# RECORDS PROVIDED:
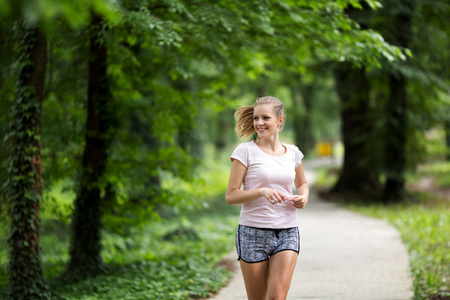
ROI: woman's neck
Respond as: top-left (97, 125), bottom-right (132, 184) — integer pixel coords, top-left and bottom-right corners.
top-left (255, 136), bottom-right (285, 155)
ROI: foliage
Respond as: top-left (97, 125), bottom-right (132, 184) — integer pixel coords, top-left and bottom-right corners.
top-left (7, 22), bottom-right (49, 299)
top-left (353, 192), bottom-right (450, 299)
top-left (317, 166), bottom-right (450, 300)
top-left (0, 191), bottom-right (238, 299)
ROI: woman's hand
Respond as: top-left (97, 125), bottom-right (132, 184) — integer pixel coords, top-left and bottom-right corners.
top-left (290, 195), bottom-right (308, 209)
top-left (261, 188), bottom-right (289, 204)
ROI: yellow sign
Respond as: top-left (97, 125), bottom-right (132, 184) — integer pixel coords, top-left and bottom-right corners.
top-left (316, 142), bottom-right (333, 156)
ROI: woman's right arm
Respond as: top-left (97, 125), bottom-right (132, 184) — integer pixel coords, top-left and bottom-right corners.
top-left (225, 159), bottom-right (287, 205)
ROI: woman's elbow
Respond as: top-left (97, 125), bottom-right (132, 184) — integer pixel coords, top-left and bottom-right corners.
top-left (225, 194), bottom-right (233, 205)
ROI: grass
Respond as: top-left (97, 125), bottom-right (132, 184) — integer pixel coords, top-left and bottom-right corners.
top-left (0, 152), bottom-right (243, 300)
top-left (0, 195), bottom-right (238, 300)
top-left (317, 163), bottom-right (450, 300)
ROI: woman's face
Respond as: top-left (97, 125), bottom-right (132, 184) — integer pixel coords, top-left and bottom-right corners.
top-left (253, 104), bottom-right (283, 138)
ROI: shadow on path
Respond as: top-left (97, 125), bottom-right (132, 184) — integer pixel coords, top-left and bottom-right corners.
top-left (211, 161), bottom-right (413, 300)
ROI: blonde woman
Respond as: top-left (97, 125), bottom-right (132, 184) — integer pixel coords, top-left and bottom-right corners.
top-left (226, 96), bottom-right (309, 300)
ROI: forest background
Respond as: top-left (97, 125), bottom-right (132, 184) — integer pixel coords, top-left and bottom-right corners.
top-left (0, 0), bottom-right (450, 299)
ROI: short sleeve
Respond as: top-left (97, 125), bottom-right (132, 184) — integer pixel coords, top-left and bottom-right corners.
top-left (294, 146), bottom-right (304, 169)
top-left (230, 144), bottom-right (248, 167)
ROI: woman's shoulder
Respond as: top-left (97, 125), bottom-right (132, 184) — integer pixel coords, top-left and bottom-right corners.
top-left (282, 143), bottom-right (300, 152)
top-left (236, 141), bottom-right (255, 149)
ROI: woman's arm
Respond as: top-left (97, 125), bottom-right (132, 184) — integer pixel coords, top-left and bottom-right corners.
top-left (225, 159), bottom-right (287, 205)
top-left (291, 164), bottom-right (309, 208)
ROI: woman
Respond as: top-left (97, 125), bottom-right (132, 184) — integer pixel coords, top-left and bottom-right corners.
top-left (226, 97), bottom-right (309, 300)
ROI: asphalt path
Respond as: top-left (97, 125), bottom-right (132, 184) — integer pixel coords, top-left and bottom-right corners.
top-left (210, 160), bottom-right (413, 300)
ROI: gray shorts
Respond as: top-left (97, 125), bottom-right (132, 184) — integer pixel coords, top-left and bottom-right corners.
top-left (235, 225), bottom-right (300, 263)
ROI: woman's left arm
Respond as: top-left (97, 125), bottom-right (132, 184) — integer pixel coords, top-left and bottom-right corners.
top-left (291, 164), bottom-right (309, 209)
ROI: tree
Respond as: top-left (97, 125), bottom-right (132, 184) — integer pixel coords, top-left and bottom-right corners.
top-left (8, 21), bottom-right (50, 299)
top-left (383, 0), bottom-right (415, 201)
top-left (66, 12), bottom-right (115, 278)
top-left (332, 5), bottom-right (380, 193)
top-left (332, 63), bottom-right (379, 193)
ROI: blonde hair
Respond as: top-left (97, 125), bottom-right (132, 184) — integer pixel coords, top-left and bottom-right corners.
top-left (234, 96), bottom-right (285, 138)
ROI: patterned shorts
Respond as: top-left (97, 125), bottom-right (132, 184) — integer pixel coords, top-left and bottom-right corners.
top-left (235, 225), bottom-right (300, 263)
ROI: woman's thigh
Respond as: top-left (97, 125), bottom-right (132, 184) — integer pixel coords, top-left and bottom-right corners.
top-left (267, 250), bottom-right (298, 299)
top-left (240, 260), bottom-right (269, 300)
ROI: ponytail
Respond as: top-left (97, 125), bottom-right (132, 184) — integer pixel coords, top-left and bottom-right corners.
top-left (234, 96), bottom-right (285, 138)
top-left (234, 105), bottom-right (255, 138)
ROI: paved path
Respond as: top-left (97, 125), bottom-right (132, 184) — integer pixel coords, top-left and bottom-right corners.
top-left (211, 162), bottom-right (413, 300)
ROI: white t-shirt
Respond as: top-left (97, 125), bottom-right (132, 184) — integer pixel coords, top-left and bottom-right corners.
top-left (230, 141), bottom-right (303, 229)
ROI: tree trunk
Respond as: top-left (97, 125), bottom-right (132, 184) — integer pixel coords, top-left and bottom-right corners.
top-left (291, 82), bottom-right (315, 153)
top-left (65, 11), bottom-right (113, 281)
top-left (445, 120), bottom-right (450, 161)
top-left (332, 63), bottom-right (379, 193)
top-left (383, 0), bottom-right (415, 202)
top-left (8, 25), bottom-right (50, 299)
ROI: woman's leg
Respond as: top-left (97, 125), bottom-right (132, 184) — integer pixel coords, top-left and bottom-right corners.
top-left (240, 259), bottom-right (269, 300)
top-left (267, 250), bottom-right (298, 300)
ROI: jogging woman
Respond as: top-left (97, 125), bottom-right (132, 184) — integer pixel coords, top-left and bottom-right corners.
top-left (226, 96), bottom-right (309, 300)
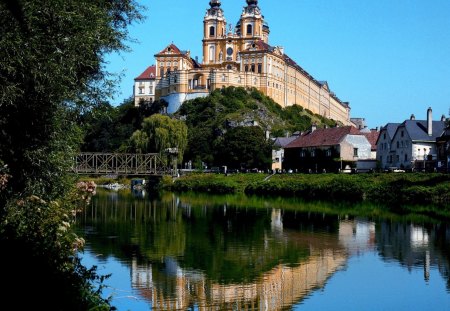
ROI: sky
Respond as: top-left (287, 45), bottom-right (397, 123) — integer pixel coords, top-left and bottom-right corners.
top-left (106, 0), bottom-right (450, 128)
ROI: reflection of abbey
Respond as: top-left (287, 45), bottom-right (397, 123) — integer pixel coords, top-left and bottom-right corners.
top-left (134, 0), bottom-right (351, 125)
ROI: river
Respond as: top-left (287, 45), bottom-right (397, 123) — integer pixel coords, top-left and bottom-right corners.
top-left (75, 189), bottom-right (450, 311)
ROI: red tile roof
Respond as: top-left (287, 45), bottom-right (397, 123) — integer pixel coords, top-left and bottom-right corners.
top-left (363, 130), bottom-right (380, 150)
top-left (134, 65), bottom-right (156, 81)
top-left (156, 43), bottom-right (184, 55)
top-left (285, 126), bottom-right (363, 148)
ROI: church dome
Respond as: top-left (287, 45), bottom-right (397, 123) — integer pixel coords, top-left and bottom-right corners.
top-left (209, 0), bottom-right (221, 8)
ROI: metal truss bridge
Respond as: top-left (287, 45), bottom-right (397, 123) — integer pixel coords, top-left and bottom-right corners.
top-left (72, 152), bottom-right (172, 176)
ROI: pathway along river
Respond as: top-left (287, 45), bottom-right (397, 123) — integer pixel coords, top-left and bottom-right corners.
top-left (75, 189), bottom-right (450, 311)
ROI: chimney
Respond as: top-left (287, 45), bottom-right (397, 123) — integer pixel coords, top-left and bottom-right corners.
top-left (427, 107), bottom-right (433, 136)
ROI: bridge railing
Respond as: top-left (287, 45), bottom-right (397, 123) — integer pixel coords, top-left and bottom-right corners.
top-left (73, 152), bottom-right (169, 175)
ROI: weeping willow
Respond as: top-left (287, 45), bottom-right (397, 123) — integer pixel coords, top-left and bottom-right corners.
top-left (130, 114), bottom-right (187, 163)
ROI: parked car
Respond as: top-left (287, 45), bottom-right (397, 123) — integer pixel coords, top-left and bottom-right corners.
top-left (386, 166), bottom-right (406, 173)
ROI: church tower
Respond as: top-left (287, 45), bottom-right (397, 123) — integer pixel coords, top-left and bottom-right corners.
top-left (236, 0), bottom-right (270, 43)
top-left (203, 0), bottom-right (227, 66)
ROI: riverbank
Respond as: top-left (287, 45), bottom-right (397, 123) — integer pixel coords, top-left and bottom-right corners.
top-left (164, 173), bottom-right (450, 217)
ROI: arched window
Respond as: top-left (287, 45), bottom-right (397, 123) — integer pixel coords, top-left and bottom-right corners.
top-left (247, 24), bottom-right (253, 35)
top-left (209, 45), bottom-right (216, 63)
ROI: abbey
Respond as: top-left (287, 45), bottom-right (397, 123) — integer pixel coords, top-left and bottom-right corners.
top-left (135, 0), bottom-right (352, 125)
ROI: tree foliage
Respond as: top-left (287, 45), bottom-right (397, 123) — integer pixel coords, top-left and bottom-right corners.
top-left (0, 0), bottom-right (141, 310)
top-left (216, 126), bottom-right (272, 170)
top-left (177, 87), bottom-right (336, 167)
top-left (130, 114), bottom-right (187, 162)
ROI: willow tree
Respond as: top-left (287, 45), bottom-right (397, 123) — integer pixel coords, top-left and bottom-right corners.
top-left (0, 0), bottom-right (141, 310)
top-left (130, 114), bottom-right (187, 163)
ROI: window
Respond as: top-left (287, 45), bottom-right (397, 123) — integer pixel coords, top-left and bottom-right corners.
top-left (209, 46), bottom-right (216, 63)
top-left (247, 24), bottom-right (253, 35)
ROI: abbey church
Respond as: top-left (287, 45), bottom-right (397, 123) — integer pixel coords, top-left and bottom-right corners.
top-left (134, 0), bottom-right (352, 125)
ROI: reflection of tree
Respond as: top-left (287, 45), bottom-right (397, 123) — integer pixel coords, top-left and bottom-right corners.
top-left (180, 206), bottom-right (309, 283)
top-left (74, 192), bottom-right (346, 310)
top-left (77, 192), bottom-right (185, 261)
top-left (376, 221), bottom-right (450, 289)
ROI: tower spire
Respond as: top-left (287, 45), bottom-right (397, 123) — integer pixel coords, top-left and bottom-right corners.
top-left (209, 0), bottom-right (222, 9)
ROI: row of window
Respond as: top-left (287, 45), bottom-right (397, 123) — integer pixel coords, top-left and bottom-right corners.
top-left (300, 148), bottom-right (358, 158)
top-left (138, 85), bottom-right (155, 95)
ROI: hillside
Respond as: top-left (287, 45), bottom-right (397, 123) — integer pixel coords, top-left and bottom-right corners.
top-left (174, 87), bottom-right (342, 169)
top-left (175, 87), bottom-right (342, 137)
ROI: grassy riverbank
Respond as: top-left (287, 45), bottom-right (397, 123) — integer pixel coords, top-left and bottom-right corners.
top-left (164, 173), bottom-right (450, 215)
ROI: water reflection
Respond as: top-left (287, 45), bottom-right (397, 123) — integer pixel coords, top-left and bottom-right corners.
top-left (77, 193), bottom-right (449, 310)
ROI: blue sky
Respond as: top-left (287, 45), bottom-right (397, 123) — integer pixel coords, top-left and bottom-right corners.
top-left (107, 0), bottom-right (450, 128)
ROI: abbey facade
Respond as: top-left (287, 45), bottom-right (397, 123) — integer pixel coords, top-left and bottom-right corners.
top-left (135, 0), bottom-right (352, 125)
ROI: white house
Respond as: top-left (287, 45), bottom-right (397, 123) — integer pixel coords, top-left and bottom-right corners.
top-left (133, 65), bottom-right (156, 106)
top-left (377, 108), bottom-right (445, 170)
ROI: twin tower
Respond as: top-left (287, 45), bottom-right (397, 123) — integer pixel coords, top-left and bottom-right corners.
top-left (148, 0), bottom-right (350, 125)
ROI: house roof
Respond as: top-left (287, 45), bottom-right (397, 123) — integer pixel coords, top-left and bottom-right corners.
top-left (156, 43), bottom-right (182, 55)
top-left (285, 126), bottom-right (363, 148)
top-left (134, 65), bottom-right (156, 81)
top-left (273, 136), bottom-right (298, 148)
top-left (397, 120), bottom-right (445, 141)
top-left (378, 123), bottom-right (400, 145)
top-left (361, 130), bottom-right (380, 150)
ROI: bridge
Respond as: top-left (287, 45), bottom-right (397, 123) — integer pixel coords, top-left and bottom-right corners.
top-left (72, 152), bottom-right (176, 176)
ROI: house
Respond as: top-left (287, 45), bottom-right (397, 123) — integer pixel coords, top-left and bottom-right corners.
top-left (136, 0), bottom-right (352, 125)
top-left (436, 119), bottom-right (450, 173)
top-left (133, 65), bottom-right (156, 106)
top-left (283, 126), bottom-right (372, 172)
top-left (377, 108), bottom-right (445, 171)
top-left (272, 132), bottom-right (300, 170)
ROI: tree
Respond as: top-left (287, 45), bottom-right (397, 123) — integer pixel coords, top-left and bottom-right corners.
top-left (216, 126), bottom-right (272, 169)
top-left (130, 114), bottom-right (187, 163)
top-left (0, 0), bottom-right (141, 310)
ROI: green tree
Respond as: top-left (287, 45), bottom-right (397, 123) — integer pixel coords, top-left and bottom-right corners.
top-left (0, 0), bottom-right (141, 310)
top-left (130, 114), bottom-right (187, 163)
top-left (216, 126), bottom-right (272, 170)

# STATED GOAL:
Please write out the lines starting with the line containing "ROI: paved path" and going on through the line containing "top-left (211, 162), bottom-right (413, 300)", swapping "paved path" for "walking trail" and leaving everything else unchanged.

# WRITTEN REPLY:
ROI: walking trail
Respond as: top-left (97, 125), bottom-right (132, 184) — integer pixel coords, top-left and bottom-right corners.
top-left (211, 162), bottom-right (413, 300)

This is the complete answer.